He would holler for me, “Joe, Mayday, MAYDAY!’
I ran to his room to find that his external catheter was removed. He had no clothes on for obvious reasons. I saw that he had made a mess of himself, his bed, and his entire room. It took about an hour to clean up and put fresh sheets, pillow cases and the like to begin the process of his immediate need.
Mopping the floor and wiping down everything in his military path was challenging. Didn’t need any smells or disease bacteria to infiltrate his personal space.
I was not a doctor or nurse, but I could do everything including C.P.R. if needed.
Once all was clean and he was back in bed, he wanted to talk about his war stories from the World War he had been in. This was 1985 when I did this job, and knowing he was 92, gave me some insight to history and that war.
Britain declared war on Germany on September 3, 1939, after Germany invaded Poland. The British Empire, including forces from across the Commonwealth, played a significant role throughout the war, fighting in various theaters of conflict.
This precious 92 year old Colonel, had hundreds of stories, and every night around the same early hours of each morning I was ready for his battle cry. “Mayday, MAYDAY.”
My response was one of sheer joy finally and I convinced him to stop messing with that external catheter. All he really wanted was someone to “visit” him and listen to his stories. It was no longer a job to me, it was an honor to spend time with this man who lived a life of valor and dignity. He passed away while he was in my care from natural causes. At times, he was “naked, and I clothed him.”
──────
→ ACTIVITY LIST
**1.** Name every country mentioned in the passage about caring for the elderly Colonel.
**2.** Summarize the passage about caring for the elderly Colonel in two sentences.
These records come from a different source than the passage.

(Stored data entries)
──────
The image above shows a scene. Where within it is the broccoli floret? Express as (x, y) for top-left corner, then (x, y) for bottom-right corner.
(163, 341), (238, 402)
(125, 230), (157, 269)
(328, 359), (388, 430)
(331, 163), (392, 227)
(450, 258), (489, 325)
──────
→ ANSWERS PER TASK
**1.** Britain, Germany, Poland

**2.** In 1985, the narrator, Joe, cared for a 92-year-old Colonel who would call out "Mayday" in the early morning hours after removing his external catheter, leaving a mess that took about an hour to clean. Afterward, the Colonel wanted to talk about his war stories, and the narrator came to see the job as an honor, caring for him until he died of natural causes.